STATED EXERCISE: Copy the material below word for word, leaving out the pictures.

DATA SECTION:
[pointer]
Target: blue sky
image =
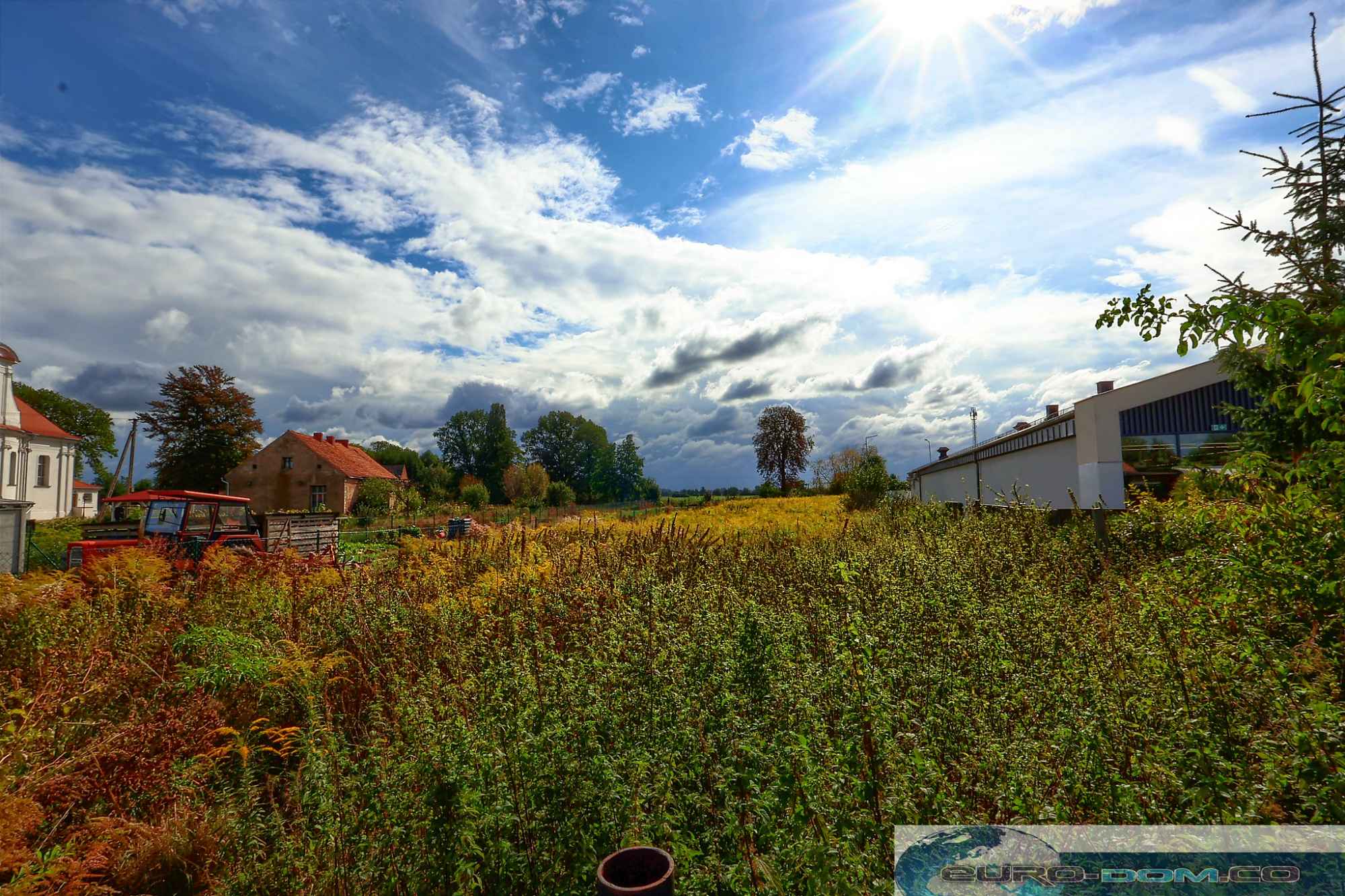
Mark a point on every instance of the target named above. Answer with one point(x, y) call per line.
point(664, 216)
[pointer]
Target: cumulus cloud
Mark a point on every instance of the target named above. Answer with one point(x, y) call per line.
point(700, 353)
point(778, 145)
point(726, 419)
point(660, 107)
point(631, 14)
point(167, 326)
point(583, 89)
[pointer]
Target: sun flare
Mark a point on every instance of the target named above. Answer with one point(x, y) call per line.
point(926, 22)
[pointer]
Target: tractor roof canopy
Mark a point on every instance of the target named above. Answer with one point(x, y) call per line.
point(177, 494)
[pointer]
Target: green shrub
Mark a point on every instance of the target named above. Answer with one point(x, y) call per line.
point(560, 495)
point(477, 495)
point(376, 498)
point(867, 485)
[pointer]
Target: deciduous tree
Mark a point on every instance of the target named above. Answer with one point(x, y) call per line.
point(1284, 342)
point(501, 451)
point(782, 444)
point(92, 424)
point(205, 427)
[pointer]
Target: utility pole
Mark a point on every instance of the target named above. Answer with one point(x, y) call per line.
point(976, 454)
point(131, 462)
point(122, 459)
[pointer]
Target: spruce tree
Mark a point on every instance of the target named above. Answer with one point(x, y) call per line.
point(1282, 342)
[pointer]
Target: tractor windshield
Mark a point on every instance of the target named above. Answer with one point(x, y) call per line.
point(232, 517)
point(165, 517)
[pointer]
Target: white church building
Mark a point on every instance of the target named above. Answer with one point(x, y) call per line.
point(37, 456)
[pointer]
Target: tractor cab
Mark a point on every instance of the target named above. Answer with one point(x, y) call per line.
point(189, 520)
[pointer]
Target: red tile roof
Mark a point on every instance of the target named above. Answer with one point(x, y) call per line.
point(36, 424)
point(345, 458)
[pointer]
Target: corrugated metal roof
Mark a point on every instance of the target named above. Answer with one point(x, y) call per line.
point(952, 460)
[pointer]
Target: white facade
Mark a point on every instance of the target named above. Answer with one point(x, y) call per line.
point(1061, 459)
point(85, 502)
point(1036, 464)
point(37, 458)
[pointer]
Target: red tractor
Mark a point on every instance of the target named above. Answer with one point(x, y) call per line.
point(189, 521)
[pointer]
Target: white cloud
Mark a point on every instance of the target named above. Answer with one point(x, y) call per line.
point(528, 15)
point(1227, 95)
point(687, 216)
point(1179, 132)
point(661, 107)
point(525, 278)
point(631, 14)
point(1036, 15)
point(777, 145)
point(167, 326)
point(583, 89)
point(701, 188)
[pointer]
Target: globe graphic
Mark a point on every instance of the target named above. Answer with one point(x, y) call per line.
point(919, 868)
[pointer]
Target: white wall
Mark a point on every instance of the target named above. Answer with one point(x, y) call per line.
point(80, 509)
point(952, 483)
point(50, 501)
point(1043, 474)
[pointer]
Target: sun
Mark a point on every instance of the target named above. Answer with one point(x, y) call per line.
point(921, 24)
point(914, 33)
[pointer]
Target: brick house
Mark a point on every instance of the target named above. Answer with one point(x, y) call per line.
point(299, 473)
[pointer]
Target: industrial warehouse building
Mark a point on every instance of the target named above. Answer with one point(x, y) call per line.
point(1143, 434)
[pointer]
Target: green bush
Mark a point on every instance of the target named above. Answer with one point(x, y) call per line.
point(560, 495)
point(477, 495)
point(376, 498)
point(867, 485)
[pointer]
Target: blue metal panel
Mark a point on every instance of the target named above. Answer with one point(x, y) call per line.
point(1195, 411)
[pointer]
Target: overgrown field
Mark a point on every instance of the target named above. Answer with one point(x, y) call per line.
point(763, 688)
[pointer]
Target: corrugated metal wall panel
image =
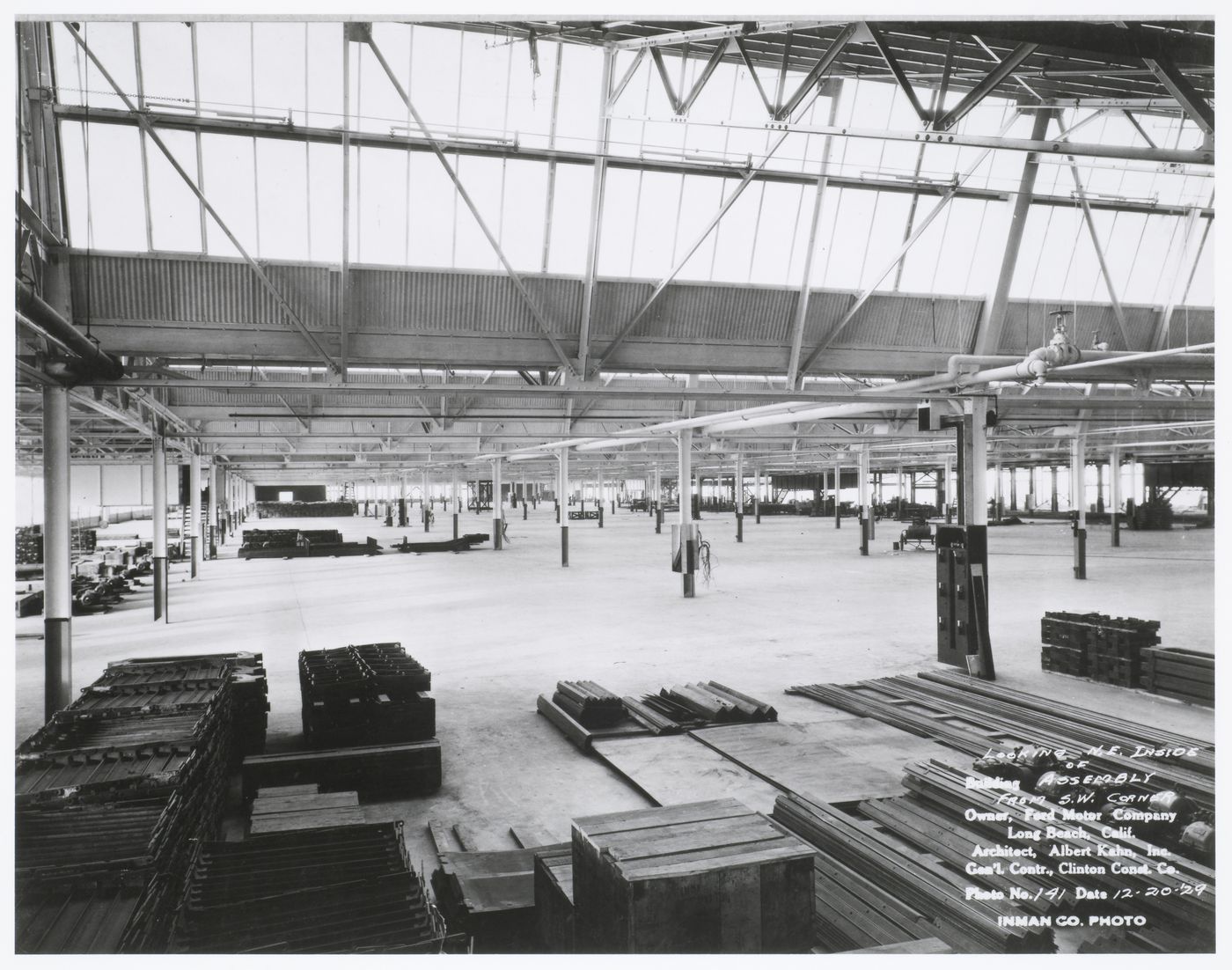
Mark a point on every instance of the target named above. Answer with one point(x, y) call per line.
point(409, 301)
point(225, 292)
point(911, 320)
point(695, 312)
point(1192, 326)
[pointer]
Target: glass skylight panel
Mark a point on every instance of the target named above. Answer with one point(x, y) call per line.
point(175, 213)
point(652, 248)
point(166, 64)
point(224, 65)
point(521, 224)
point(382, 207)
point(482, 179)
point(105, 212)
point(324, 202)
point(570, 211)
point(231, 188)
point(113, 43)
point(700, 199)
point(323, 74)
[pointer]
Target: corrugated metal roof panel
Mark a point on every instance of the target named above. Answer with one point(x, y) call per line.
point(412, 301)
point(695, 311)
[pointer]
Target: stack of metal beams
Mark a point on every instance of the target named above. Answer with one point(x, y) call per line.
point(588, 702)
point(915, 880)
point(114, 789)
point(366, 694)
point(939, 707)
point(1096, 646)
point(347, 889)
point(1185, 674)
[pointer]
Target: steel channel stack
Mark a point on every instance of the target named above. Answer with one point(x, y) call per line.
point(110, 799)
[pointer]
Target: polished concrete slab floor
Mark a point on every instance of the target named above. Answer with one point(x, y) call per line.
point(795, 603)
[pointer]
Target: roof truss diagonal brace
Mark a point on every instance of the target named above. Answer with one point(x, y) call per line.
point(819, 68)
point(680, 264)
point(878, 40)
point(365, 36)
point(1178, 86)
point(673, 99)
point(1118, 311)
point(196, 190)
point(753, 74)
point(986, 86)
point(902, 252)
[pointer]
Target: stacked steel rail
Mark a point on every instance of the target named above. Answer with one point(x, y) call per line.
point(588, 702)
point(366, 694)
point(347, 889)
point(971, 724)
point(110, 799)
point(1096, 646)
point(1184, 674)
point(917, 880)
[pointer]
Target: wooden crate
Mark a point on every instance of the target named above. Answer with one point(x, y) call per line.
point(710, 877)
point(554, 899)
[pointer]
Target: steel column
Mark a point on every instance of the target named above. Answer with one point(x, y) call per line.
point(194, 513)
point(563, 505)
point(989, 334)
point(57, 553)
point(1114, 493)
point(1078, 502)
point(158, 456)
point(498, 513)
point(684, 462)
point(739, 497)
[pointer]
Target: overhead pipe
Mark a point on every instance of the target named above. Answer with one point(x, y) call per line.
point(45, 320)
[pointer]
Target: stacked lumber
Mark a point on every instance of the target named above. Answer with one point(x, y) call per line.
point(1096, 646)
point(1185, 674)
point(371, 693)
point(172, 684)
point(296, 807)
point(348, 889)
point(920, 881)
point(702, 878)
point(410, 768)
point(489, 895)
point(588, 702)
point(584, 711)
point(972, 724)
point(1179, 901)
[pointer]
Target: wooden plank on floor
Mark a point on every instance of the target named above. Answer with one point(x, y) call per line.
point(305, 803)
point(282, 791)
point(674, 769)
point(267, 825)
point(532, 836)
point(847, 760)
point(441, 837)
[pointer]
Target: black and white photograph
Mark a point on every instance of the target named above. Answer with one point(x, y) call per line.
point(597, 485)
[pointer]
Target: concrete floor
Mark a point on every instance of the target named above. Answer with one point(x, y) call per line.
point(795, 603)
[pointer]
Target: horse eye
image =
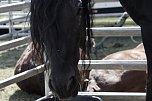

TASK RESULT:
[pointer]
Target: blue sky
image =
Mark a point on every instance of the target named above. Answer with one point(x, y) call per line.
point(664, 216)
[pointer]
Target: cumulus cloud
Mark a point on every instance of the target named above. Answer with one point(x, y) call per line.
point(700, 353)
point(778, 145)
point(726, 419)
point(660, 107)
point(631, 14)
point(167, 326)
point(583, 89)
[pointer]
Target: sun flare
Mark a point on every instance of the target named above. Answer with one point(x, y) call per line.
point(926, 22)
[pointer]
Target: tractor roof canopy
Mark a point on every instance of the target named above. Answer with one point(x, y) call per line.
point(177, 494)
[pointer]
Target: green shrub
Mark a point on every instance of the target named above. Answer with one point(x, y) call per line.
point(560, 495)
point(477, 495)
point(376, 498)
point(867, 485)
[pointer]
Target: deciduous tree
Mark a point on every instance of the target named above. Answer with one point(x, y) call per line.
point(1284, 342)
point(501, 451)
point(782, 444)
point(92, 424)
point(205, 427)
[pointer]
Target: utility pole
Mark a point on every instance of the target named above. Answer with one point(x, y) call per line.
point(976, 454)
point(131, 462)
point(122, 459)
[pointer]
Target: spruce tree
Mark a point on every instance of the target named above. Answer with one point(x, y) call per line.
point(1282, 342)
[pointer]
Target: tractor windshield
Mark a point on every instance of the target named above. Answer with one point(x, y) call per line.
point(232, 517)
point(165, 517)
[pointer]
Target: white church building
Mark a point on every instance of the target named above. Answer with one point(x, y) call per line.
point(37, 456)
[pointer]
Target: tractor cab
Mark a point on every instance of the target named above. Answer with one point(x, y) call per line.
point(189, 520)
[pointer]
Target: red tile roof
Mark a point on every instance of the target named above. Answer with one point(x, y) call per line.
point(36, 424)
point(345, 458)
[pointer]
Target: corrugated metal roof
Mark a point on every instance of the target named above. Answer with one point(x, y) call per line.
point(952, 460)
[pointer]
Target: white facade
Mark a point on every instance of the target named above. Answer with one point(x, y) call per line.
point(1061, 459)
point(85, 502)
point(1036, 464)
point(37, 458)
[pointer]
Target: red tractor
Mark a point on every instance of the target named above. Answer with one point(x, y) call per line.
point(189, 521)
[pointer]
Target: white cloud
Mark a point on every instance of the target named above. Answer with one point(x, y) call per line.
point(528, 15)
point(1227, 95)
point(687, 216)
point(1179, 132)
point(661, 107)
point(525, 278)
point(631, 14)
point(1036, 15)
point(777, 145)
point(167, 326)
point(583, 89)
point(701, 188)
[pointer]
Target: globe graphic
Mark a point on every instance of the target named above. Answer with one point(x, y) call per line.
point(919, 868)
[pointer]
Target: white wall
Mark a point on every instance of the target named above. Answer with one point(x, y) call per line.
point(80, 509)
point(952, 483)
point(50, 501)
point(1043, 474)
[pointer]
Target: sun
Mark a point on every instance of the target named above. Answer with one point(x, y) call per line.
point(921, 24)
point(914, 33)
[pointer]
Target: brick house
Mark a point on every instance of the target named above. Answer with one point(x, y) call per line.
point(299, 473)
[pointer]
Target: industrial warehouse building
Mark a point on every instance of the target named above. Answer with one point(x, y) call per line.
point(1143, 434)
[pointer]
Target: green bush
Mark a point on every instance of the target named above. Answer with one point(x, y) call per line.
point(560, 495)
point(477, 495)
point(376, 498)
point(867, 485)
[pointer]
Target: blue metal panel
Mark a point on every instance of the target named above. Answer with one point(x, y) call per line.
point(1195, 411)
[pointer]
Target: overgrown field
Mark a point on every instance of the target named above. Answer with one point(x, y) call per line.
point(763, 688)
[pointer]
Target: corrugated metal wall panel
image =
Mark a point on every instance of the target named above. Answer with one point(x, y) call per line.
point(409, 301)
point(225, 292)
point(911, 320)
point(695, 312)
point(1192, 326)
[pointer]
Target: glass skylight panel
Mark a point on every instance of the target named above. Answer with one point(x, y) call per line.
point(175, 213)
point(652, 248)
point(166, 64)
point(224, 65)
point(521, 224)
point(382, 207)
point(482, 179)
point(105, 212)
point(324, 202)
point(570, 211)
point(231, 188)
point(113, 43)
point(700, 199)
point(323, 74)
[pointer]
Target: corrugated metal roof panel
Mark a point on every instance of the target named above. Answer with one point(x, y) call per line.
point(412, 301)
point(695, 311)
[pointer]
Target: stack of metal beams
Mark a point on every instance of the target named above. Answer with one point(x, y) call per line.
point(588, 702)
point(915, 880)
point(114, 789)
point(366, 694)
point(939, 707)
point(1096, 646)
point(347, 889)
point(1185, 674)
[pointer]
Target: steel channel stack
Mark a point on every instance of the target named above. Answer with one point(x, y) call per line.
point(110, 799)
[pointer]
Target: polished concrete slab floor
Mark a point on every instance of the target named above. Answer with one point(x, y) call per line.
point(795, 603)
[pointer]
Target: roof truss diagonal brace
Mark a point on every instance of the target named above. Answer with one point(x, y) call per line.
point(819, 68)
point(680, 264)
point(878, 40)
point(365, 36)
point(1178, 86)
point(673, 99)
point(1118, 311)
point(196, 190)
point(753, 74)
point(986, 86)
point(902, 252)
[pointer]
Target: stacked steel rail
Mark a point on every instance of the target named above. Answer with one point(x, y) call per line.
point(588, 702)
point(366, 694)
point(347, 889)
point(971, 724)
point(110, 799)
point(1096, 646)
point(1184, 674)
point(917, 880)
[pointer]
Target: wooden crate
Mark a point on every instance of the target named above. Answer with one point(x, y) call per line.
point(710, 877)
point(554, 899)
[pointer]
Target: steel column
Mark a point on every instance of the target named above. Answer with one point(x, y) call per line.
point(194, 513)
point(563, 505)
point(989, 334)
point(57, 553)
point(1114, 493)
point(1078, 502)
point(158, 456)
point(498, 513)
point(684, 462)
point(739, 497)
[pointer]
Target: overhead pipe
Mark a point on every instance of the target named above. Answer with one point(x, y) call per line.
point(45, 320)
[pointer]
Target: stacked lumber
Mark a point on every instance of the target named above. Answer with one point(x, y) call per line.
point(1096, 646)
point(1185, 674)
point(371, 693)
point(172, 684)
point(296, 807)
point(348, 889)
point(920, 881)
point(702, 878)
point(410, 768)
point(489, 895)
point(588, 702)
point(584, 711)
point(972, 724)
point(1179, 901)
[pointer]
Target: wooden plank on floor
Mark a point on every instance of the target named above. Answer with one point(x, y) call per line.
point(305, 803)
point(282, 791)
point(674, 769)
point(267, 825)
point(532, 836)
point(847, 760)
point(441, 837)
[pointer]
Target: black and white photograph
Mark a point on every instance of the target named above. Answer with one point(x, y) call per line.
point(597, 485)
[pointer]
Target: concrete floor
Mark a point on every instance of the target named above. Answer with one point(x, y) call per line.
point(795, 603)
[pointer]
Target: horse eye
image =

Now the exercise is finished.